* **PROBLEMS TO WORK ON**
(a) In the session description, in what year did the OGC publish the API Processes standard?
(b) Rewrite everything in the rows from the one containing "Practice. Identify the teal" down to the end of the rows, changing "set a marker" to "place a point" and leaving all else as it is. Return only those rows.

* **SELECTED PASSAGE**

"""

Eike Hinderk Jürrens

Eike Hinderk Jürrens is a software engineer working for more than 15 years in the geoinformatics field.


Session

07-01
15:30
30min
Optimizing resource usage of interoperable geospatial processing infrastructures with Kubernetes
Eike Hinderk Jürrens, Martin Pontius

The remote execution of processing workflows is a common task in many spatial data infrastructures and projects. To increase interoperability, the OGC (Open Geospatial Consortium) published the API Processes standard in 2021. Its RESTful design and use of JavaScript Object Notation (JSON) encoding make it suitable for cloud environments. Pygeoapi is an open-source implementation of this standard.

In pygeoapi, several plugins are available and a manager component must be implemented to manage process jobs. A common feature of the built-in managers is that the processing jobs are executed directly within the pygeoapi Python environment. Hence, a job with high resource demands influences the resource requirements and usage of the pygeoapi instance itself. Recognizing the limitations of pygeoapi’s built-in job managers regarding isolation and resource handling, we developed the pygeoapi-K8s-manager.

Resource sharing and non-existent job isolation are some of the disadvantages of this architecture. Due to the resource-intensive nature and need for scheduled execution of certain processes within our projects, we had to run a “heavy” pygeoapi deployment in our cluster. We also needed to execute processes in diverse runtime environments outside of Python, e.g., using the CUDA Fortran model execution.

We decided to decouple the management and execution layers to address these demands. Having already deployed a pygeoapi instance in our K8s cluster, it made sense to take advantage of the cluster's processing capabilities. Our team used K8s-CronJobs for process scheduling and K8s-Jobs for execution. The Kubernetes API server handled the process management and pygeoapi provided an interface. The resulting, generic “pygeoapi-k8s-manager” was developed based on EOX IT Services GmbH’s “pygeoapi-kubernetes-papermill“.

By decoupling management and execution, we were able to define complex process requirements such as using GPUs via Job properties. An autoscaler installed in the cluster applies these properties. This enables on-demand provision of the requested resources.

"""

* **RECORDS FOR PROCESSING**
"""

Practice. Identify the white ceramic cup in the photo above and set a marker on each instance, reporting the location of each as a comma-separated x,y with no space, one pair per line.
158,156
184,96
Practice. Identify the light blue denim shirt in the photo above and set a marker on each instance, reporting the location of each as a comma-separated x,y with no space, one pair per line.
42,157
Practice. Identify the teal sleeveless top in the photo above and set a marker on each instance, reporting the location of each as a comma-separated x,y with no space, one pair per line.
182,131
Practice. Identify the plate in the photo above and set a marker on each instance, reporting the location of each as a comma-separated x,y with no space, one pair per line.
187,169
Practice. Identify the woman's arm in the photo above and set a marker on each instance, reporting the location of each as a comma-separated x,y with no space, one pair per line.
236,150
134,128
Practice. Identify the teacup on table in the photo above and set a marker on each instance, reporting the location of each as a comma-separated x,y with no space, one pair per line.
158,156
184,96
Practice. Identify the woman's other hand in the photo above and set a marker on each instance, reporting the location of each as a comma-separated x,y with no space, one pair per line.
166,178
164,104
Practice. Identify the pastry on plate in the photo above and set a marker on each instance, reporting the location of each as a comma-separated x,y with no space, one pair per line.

"""

* **ANSWERS PROVIDED**
(a) 2021

(b)
Practice. Identify the teal sleeveless top in the photo above and place a point on each instance, reporting the location of each as a comma-separated x,y with no space, one pair per line.
182,131
Practice. Identify the plate in the photo above and place a point on each instance, reporting the location of each as a comma-separated x,y with no space, one pair per line.
187,169
Practice. Identify the woman's arm in the photo above and place a point on each instance, reporting the location of each as a comma-separated x,y with no space, one pair per line.
236,150
134,128
Practice. Identify the teacup on table in the photo above and place a point on each instance, reporting the location of each as a comma-separated x,y with no space, one pair per line.
158,156
184,96
Practice. Identify the woman's other hand in the photo above and place a point on each instance, reporting the location of each as a comma-separated x,y with no space, one pair per line.
166,178
164,104
Practice. Identify the pastry on plate in the photo above and place a point on each instance, reporting the location of each as a comma-separated x,y with no space, one pair per line.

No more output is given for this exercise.